Set exercise 1 ::
How many of the rows below contain the word "curtain"? Give only the number.

Passage to read ::
Regarding homes, in Martin v. City of North College Hill, No. 1:07-CV-00367, 2008 WL 4070275, at *6 (S.D. Ohio Aug. 27, 2008), the Southern District of Ohio had to determine whether there was probable cause to arrest a person found with the owner in a home where a kidnapped seventeen year old girl was being held in the basement. Id. There, the Court relied on Pringle when it explained that "to have probable cause, [the arresting officers] only need to show that the circumstances warranted their suspicion. They are not required to show that they had enough evidence to convict [the person arrested] at trial." Martin, 2008 WL 4070275, at * 6 (citing Pringle, 540 U.S. at 371) ("The present case, on the other hand, involves the kidnapping of a seventeen year old girl who could not be easily hidden and who was somehow transported to the basement of the house in which [the suspect] was found.").

The reason for extending Pringle to a house is that "those who are permitted to observe obvious criminal activity in a home are, absent indications to the contrary, likely to be complicit in the offense." United States v. Heath, 455 F.3d 52, 57 (2d Cir. 2006) (citing United States v. Pennington, 287 F.3d 739, 747 (8th Cir. 2002)). Indeed, a suspect's location in a private residence with others where drugs are openly being processed has been found, along with other circumstances, to support not just probable cause, but a jury's finding of guilt of constructive, joint possession beyond a reasonable doubt.

United States v. Soto, 959 F.2d 1181, 1185 (2d Cir. 1992) ("The jury could also have reasonably determined that only trusted members of the operation would be permitted entry into the apartment, because allowing outsiders to have access to an apartment with large quantities of narcotics in plain view could compromise the security of the operation."); United States v. Gordils, 982 F.2d 64, 72 (2d Cir. 1992) ("[B]ecause permitting outsiders to have such access would compromise the security of the operation. . . . a jury could have reasonably concluded that Bastar was a member of Gordils's narcotics organization and possessed the heroin found in the apartment." (citation omitted)).

A case remarkably like the instant case is United States v. Holder, 990 F.2d 1327 (D.C. Cir. 1993). In Holder, the defendant appealed his conviction contending the trial court erred in failing to grant his motion to suppress cocaine and a firearm found as a result of a search incident to arrest. Id. at 1327-28. The police entered an apartment and found another individual seated at a table containing and set up to process crack cocaine. Id. The defendant was standing a few feet away in a nearby hallway. Id. There was no evidence that the defendant was touching or had touched the cocaine. Id. at 1327-29. On these facts, the defendant argued, (as the defendant does here) the police lacked probable cause particularized as to him regarding possession because "there was no indication that [the defendant] rented the apartment, lived in it, or was in any way connected to it beyond his presence at the time of the search." Id. at 1329. The Court rejected this argument. Id. at 1329-30.

Information shown ::

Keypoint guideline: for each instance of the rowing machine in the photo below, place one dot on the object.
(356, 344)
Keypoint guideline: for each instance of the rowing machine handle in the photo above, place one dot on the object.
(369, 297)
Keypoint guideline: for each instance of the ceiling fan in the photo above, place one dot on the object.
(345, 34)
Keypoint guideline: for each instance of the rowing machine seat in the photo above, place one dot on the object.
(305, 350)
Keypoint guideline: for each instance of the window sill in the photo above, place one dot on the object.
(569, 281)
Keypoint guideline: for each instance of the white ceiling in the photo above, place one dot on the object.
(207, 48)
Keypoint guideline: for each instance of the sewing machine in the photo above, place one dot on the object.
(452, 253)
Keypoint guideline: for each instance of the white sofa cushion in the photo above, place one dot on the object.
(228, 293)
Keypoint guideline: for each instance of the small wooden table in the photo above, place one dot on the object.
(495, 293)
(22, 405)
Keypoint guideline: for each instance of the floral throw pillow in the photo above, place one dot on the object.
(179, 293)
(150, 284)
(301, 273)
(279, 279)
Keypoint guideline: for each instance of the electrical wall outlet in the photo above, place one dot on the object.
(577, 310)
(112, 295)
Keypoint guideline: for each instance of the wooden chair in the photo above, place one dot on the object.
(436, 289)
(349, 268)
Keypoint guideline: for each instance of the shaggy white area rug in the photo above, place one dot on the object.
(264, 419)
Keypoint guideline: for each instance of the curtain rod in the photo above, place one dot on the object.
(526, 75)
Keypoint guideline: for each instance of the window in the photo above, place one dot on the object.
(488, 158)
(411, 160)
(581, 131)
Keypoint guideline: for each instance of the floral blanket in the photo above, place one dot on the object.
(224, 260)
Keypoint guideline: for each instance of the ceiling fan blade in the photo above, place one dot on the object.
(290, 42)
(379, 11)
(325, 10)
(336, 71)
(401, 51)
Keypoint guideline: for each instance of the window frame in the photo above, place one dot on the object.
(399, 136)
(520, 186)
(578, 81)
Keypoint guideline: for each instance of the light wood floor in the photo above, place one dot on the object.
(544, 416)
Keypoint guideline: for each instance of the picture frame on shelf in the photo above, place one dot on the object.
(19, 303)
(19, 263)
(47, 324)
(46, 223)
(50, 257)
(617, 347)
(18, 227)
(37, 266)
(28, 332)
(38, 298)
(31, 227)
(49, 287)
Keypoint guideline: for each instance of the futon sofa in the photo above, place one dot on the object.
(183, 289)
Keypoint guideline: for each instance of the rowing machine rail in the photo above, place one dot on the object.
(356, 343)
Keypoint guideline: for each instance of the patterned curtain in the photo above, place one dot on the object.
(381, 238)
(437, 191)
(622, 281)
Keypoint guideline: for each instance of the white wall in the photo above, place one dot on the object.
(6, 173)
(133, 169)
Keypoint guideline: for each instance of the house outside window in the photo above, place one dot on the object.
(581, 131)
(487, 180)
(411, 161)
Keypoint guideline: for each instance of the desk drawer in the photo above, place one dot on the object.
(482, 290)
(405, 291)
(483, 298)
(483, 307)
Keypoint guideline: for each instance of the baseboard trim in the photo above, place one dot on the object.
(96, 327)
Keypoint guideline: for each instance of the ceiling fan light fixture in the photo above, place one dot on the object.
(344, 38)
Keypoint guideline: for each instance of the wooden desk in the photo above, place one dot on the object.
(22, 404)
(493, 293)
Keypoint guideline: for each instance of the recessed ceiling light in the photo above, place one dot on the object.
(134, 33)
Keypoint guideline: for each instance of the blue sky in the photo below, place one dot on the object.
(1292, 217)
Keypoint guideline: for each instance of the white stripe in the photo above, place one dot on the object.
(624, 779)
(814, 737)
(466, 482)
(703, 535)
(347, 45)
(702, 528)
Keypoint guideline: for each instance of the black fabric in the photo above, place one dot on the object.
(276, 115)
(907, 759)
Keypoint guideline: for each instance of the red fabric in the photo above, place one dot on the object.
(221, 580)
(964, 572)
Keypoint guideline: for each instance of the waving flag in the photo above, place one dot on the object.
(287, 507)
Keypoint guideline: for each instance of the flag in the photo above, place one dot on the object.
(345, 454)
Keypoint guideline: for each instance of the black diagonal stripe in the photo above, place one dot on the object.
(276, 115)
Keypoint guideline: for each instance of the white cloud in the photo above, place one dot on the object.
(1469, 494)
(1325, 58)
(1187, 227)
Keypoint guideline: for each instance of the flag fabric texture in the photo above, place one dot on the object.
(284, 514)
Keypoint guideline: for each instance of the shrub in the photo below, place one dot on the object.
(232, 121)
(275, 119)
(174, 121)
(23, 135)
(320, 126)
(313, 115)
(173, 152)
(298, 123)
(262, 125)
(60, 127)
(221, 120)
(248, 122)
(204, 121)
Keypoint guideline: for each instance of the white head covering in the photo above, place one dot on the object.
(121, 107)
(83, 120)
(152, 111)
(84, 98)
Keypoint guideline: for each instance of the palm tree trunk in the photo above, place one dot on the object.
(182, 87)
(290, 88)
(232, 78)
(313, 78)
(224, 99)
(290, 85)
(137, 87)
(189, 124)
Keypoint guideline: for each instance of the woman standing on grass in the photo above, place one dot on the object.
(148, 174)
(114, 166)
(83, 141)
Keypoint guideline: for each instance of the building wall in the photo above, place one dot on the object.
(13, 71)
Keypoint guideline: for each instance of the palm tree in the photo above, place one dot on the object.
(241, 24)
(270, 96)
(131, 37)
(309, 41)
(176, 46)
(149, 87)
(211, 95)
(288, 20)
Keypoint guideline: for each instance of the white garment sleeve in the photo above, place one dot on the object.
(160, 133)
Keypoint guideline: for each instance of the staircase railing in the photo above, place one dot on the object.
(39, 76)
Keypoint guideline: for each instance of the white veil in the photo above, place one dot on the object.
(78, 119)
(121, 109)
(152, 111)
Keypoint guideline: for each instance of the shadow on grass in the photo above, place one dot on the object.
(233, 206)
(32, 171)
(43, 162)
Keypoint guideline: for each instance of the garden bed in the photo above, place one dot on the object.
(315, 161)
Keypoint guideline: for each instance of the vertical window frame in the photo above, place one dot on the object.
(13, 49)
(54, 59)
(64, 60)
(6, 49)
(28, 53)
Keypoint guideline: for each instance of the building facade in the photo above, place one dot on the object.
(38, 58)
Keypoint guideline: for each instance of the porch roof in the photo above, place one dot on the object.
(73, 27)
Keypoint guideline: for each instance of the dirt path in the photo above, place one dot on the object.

Set exercise 2 ::
Could you write what comes next in the passage on probable cause, picking up right after its last sentence?

Final answer 1 ::
2

Final answer 2 ::
The Court first noted that access to a private apartment "is presumably limited, and thus a person's admission to the apartment normally would raise a stronger inference of connection to the activities conducted within." Id. at 1329. Moreover, the Court reasoned, "the drugs were openly on display, and therefore appellant's proximity to the drugs clearly reflected his knowledge of, and probably his involvement in, narcotics activity." Id. This was true because "[e]ven if the drugs were not [the defendant's] and instead belonged only to [the other occupant], the circumstances indicated that [the other occupant] trusted [the defendant] and considered him sufficiently complicit to allow him a full view of the drug distribution scene." Id. "Although [the defendant] may be correct that mere presence in an apartment where drugs are found will not, without more, support a conviction for possession, the standards required for proof of possession beyond a reasonable doubt and for probable cause for an arrest are quite different." Id. (emphasis added) (citations omitted). "That he was present, for whatever reason, when the drugs were in plain view . . . amply satisfies probable cause." Holder, 990 F.2d at 1329.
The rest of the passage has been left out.